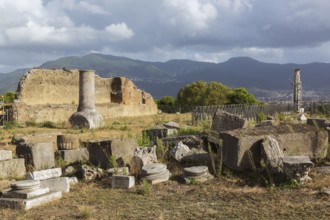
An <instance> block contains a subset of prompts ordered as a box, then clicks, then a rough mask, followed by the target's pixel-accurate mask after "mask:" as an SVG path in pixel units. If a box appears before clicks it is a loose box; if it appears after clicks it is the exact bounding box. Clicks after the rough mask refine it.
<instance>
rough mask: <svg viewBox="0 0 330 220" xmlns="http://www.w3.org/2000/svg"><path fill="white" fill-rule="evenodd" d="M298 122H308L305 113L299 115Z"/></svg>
mask: <svg viewBox="0 0 330 220" xmlns="http://www.w3.org/2000/svg"><path fill="white" fill-rule="evenodd" d="M298 121H301V122H307V117H306V116H305V114H304V113H301V114H299V116H298Z"/></svg>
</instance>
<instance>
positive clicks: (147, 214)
mask: <svg viewBox="0 0 330 220" xmlns="http://www.w3.org/2000/svg"><path fill="white" fill-rule="evenodd" d="M157 117H158V118H152V117H145V118H123V119H120V120H118V119H117V120H112V121H108V122H107V125H106V127H105V128H102V129H98V130H91V131H89V130H70V129H67V128H65V127H64V128H53V129H49V128H35V127H28V128H13V129H9V130H1V133H0V136H1V142H2V143H7V142H8V141H10V139H11V137H12V136H13V135H14V134H19V133H23V134H31V133H36V132H37V133H38V132H54V131H60V132H62V133H77V134H78V133H79V134H82V135H83V136H84V138H85V139H90V138H113V137H123V136H124V137H126V136H132V135H133V136H135V135H138V134H139V133H140V132H141V130H142V129H145V128H150V127H152V126H153V125H154V124H155V123H157V122H160V121H169V120H172V121H176V122H179V123H180V124H182V126H183V127H189V126H191V125H190V115H165V116H157ZM160 117H162V118H160ZM1 148H3V149H5V148H7V149H14V147H13V146H12V145H8V144H6V145H2V146H1ZM170 168H171V172H172V173H173V174H174V175H173V176H172V177H171V180H170V181H168V182H165V183H160V184H156V185H153V186H152V189H151V192H150V193H149V194H145V195H141V194H140V193H139V192H140V191H141V189H143V188H142V186H141V185H140V184H137V185H136V186H135V187H134V188H132V189H129V190H119V189H112V188H110V182H109V180H108V179H104V180H102V181H94V182H89V183H87V182H80V183H78V184H77V185H74V186H72V187H71V191H70V193H66V194H64V195H63V197H62V199H60V200H58V201H54V202H51V203H48V204H46V205H43V206H40V207H37V208H34V209H31V210H28V211H24V210H11V209H0V219H1V220H2V219H5V220H7V219H24V220H25V219H64V220H67V219H330V195H327V194H326V193H322V192H321V191H322V189H323V188H324V187H330V175H324V174H322V175H321V174H317V173H315V172H311V174H310V176H311V177H312V181H311V182H309V183H306V184H304V185H301V186H296V185H290V184H289V183H288V184H284V185H281V186H276V187H269V186H265V185H264V184H260V182H259V181H257V179H258V178H259V177H258V176H254V174H252V173H248V172H245V173H234V172H232V171H230V170H225V172H223V176H221V177H220V178H219V179H217V178H215V179H213V180H211V181H208V182H206V183H202V184H196V185H187V184H184V183H183V182H182V179H181V177H180V171H178V169H177V167H170ZM8 183H9V181H8V180H3V181H0V188H1V184H3V185H2V186H3V187H4V186H5V185H8Z"/></svg>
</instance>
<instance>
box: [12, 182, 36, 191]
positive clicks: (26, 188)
mask: <svg viewBox="0 0 330 220" xmlns="http://www.w3.org/2000/svg"><path fill="white" fill-rule="evenodd" d="M10 186H11V188H12V189H14V190H29V189H30V190H32V189H39V188H40V181H39V180H22V181H15V182H12V183H11V184H10Z"/></svg>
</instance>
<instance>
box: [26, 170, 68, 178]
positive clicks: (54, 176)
mask: <svg viewBox="0 0 330 220" xmlns="http://www.w3.org/2000/svg"><path fill="white" fill-rule="evenodd" d="M61 175H62V169H61V168H53V169H47V170H40V171H34V172H31V173H28V174H26V176H25V179H28V180H45V179H51V178H56V177H60V176H61Z"/></svg>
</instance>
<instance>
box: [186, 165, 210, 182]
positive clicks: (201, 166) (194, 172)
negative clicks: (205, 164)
mask: <svg viewBox="0 0 330 220" xmlns="http://www.w3.org/2000/svg"><path fill="white" fill-rule="evenodd" d="M183 178H184V180H185V182H186V183H188V184H189V183H192V182H193V181H196V182H197V183H203V182H206V181H208V180H211V179H213V178H214V177H213V176H212V175H211V174H210V172H209V169H208V167H207V166H195V167H186V168H184V169H183Z"/></svg>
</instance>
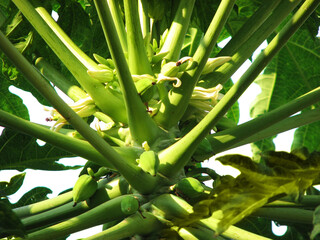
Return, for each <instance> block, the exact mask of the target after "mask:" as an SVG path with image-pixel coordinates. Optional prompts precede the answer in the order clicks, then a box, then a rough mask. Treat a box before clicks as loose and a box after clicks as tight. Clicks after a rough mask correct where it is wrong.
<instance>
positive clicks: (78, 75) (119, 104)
mask: <svg viewBox="0 0 320 240" xmlns="http://www.w3.org/2000/svg"><path fill="white" fill-rule="evenodd" d="M13 2H14V4H15V5H16V6H17V7H18V8H19V10H20V11H21V12H22V13H23V14H24V16H25V17H26V18H27V19H28V21H29V22H30V23H31V24H32V25H33V27H34V28H35V29H36V30H37V32H38V33H39V34H40V35H41V37H42V38H43V39H44V40H45V41H46V43H47V44H48V45H49V46H50V48H51V49H52V50H53V51H54V52H55V54H56V55H57V56H58V57H59V59H60V60H61V61H62V62H63V64H64V65H65V66H66V67H67V68H68V69H69V71H70V72H71V73H72V75H73V76H74V77H75V78H76V80H77V81H78V82H79V83H80V85H81V86H82V87H83V88H84V89H85V90H86V92H87V93H88V94H89V95H90V96H91V97H92V98H93V99H94V100H95V102H96V104H97V106H98V107H99V108H100V109H101V110H102V111H103V112H104V113H105V114H107V115H109V116H112V118H114V119H115V120H116V121H120V122H123V123H126V122H127V119H126V114H125V106H124V102H123V99H122V96H121V95H119V94H118V93H116V92H114V91H112V90H111V89H109V88H105V87H104V85H103V84H101V83H100V82H99V81H98V80H95V79H93V78H91V77H90V76H89V75H88V74H87V70H88V69H90V70H95V69H97V64H96V63H95V62H93V61H92V60H91V59H90V58H89V57H88V56H86V55H85V54H84V53H83V52H82V51H81V49H80V48H78V47H77V46H76V45H75V44H74V43H73V42H72V40H71V39H70V38H69V37H68V36H67V35H66V34H65V33H64V32H63V30H62V29H61V28H60V27H59V25H58V24H57V23H56V22H55V21H54V20H53V19H52V17H51V16H50V14H49V13H48V12H47V11H46V9H45V8H43V7H42V6H36V7H34V6H33V5H32V4H31V3H30V2H29V1H28V0H13Z"/></svg>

Work request » Every line in the entries above that has the word "after" should be identified and copied.

Exercise result »
An <instance> block contains a subset of prompts ordered as a box, then clicks, then a rough mask, followed by the target's pixel-accurate mask after "mask:" as an SVG path in pixel units. If a box appears before clicks it is a loose box; if it appears after clicks it is the exact bounding box. Clicks after the rough mask refine it.
Return, for each <instance> block, the exact mask of the target after "mask:" as an SVG path with image-pixel coordinates. Optional prompts precede the answer in the order clicks, then a box, then a rough mask. Treat a box before clicks as loose and a box after clicks as tight. Clicks after a rough mask correct where it is wrong.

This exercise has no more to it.